Parts of the exercise ->
1. Pull out every line of the entries that contains the string "jersey", matching case exactly.
2. Extend the write-up on the parser past its last sentence, continuing in the same manner.

Source excerpt ->

The parser

The parser creates AST nodes that are described in the AST section.

Thanks to the work we did in the tokenizer, the parser operates on a stream of tokens instead of dealing with individual characters. It still defines many helpers to keep complexity down. I'll discuss here the main functions that comprise the parser. Let's start with a high level one, the lambda parser:

function parse_lambda() {
    return {
        type: "lambda",
        vars: delimited("(", ")", ",", parse_varname),
        body: parse_expression()
    };
}

This function will be invoked when the lambda keyword has already been seen and “eaten” from the input, so all it cares for is to parse the argument names; but they're in parentheses and delimited by commas. Rather than placing that code in parse_lambda, I preferred to write a delimited function that takes these arguments: the start token, the end token, the separator, and a function which parses whatever must be between those start/end tokens. In this case, it's parse_varname, which takes care to throw an error if it encounters anything which doesn't look like a variable. The body of the function is an expression, so we get it with parse_expression.

delimited is a bit lower-level:

function delimited(start, stop, separator, parser) {
    var a = [], first = true;
    skip_punc(start);
    while (!input.eof()) {
        if (is_punc(stop)) break;
        if (first) first = false; else skip_punc(separator);
        if (is_punc(stop)) break; // the last separator can be missing
        a.push(parser());
    }
    skip_punc(stop);
    return a;
}

As you can see, it uses more utilities: is_punc and skip_punc. The former will return true if the current token is the given punctuation sign (without “eating” it), while skip_punc will ensure that the current token is that punctuation (throws an error otherwise) and will discard it from the input.

The function that parses the whole program is probably the simplest:

function parse_toplevel() {
    var prog = [];
    while (!input.eof()) {
        prog.push(parse_expression());
        if (!input.eof()) skip_punc(";");
    }
    return { type: "prog", prog: prog };
}

Since we have no statements, we simply call parse_expression() and read expressions until we get to the end of the input. Using skip_punc(";") we demand semicolons between these expressions.

Material provided ->
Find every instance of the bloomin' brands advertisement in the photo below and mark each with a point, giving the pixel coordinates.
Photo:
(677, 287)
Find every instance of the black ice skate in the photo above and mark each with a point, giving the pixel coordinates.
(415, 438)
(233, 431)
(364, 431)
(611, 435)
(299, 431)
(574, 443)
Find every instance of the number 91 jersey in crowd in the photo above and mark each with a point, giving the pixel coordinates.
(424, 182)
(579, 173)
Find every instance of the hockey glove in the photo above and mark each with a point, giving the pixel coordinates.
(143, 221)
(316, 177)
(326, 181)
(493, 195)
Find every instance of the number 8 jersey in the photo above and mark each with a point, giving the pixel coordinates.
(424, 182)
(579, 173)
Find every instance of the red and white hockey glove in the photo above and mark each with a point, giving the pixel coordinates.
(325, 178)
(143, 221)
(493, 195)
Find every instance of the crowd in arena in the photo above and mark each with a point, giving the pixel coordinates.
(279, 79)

Responses to the tasks ->
1.
Find every instance of the number 91 jersey in crowd in the photo above and mark each with a point, giving the pixel coordinates.
Find every instance of the number 8 jersey in the photo above and mark each with a point, giving the pixel coordinates.

2.
Another simple example: parse_if():

function parse_if() {
    skip_kw("if");
    var cond = parse_expression();
    if (!is_punc("{")) skip_kw("then");
    var then = parse_expression();
    var ret = { type: "if", cond: cond, then: then };
    if (is_kw("else")) {
        input.next();
        ret.else = parse_expression();
    }
    return ret;
}

It skips over the if keyword with skip_kw (and this throws an error if the current token is not the given keyword), reads the condition using parse_expression(). Next, if the consequent branch doesn't start with a { we require the keyword then to be present (I feel like the syntax is too scarce without it). The branches are just expressions, so again we use parse_expression() for them. The else branch is optional so we need to check if the keyword is present before parsing it.

Having many small utilities helps a lot in keeping the code simple. We almost write the parser like we had a high level language dedicated for parsing. All these functions are “mutually recursive”, e.g.: there's a parse_atom() function which is the main dispatcher — based on the current token it calls other functions. One of them is parse_if() (called when the current token is if) and that in turn calls parse_expression(). But parse_expression() calls parse_atom(). The reason why there's no infinite loop is that at each step, one function or another will advance at least one token.

This kind of parser is called a recursive descent parser and it's probably the easiest kind to write manually.

Lower level: parse_atom() and parse_expression()

parse_atom() does the main dispatching job, depending on the current token:

function parse_atom() {
    return maybe_call(function(){
        if (is_punc("(")) {
            input.next();
            var exp = parse_expression();
            skip_punc(")");
            return exp;
        }

        // This is the proper place to implement unary operators.
        // Following is the code for boolean negation, which is present
        // in the final version of lambda.js, but I'm leaving it out
        // here since support for it is not implemented in the interpreter
        // nor compiler, in this tutorial:
        //
        // if (is_op("!")) {
        //     input.next();
        //     return {
        //         type: "not",
        //         body: parse_atom()
        //     };
        // }

        if (is_punc("{")) return parse_prog();
        if (is_kw("if")) return parse_if();
        if (is_kw("true") || is_kw("false")) return parse_bool();
        if (is_kw("lambda") || is_kw("λ")) {
            input.next();
            return parse_lambda();
        }
        var tok = input.next();
        if (tok.type == "var" || tok.type == "num" || tok.type == "str")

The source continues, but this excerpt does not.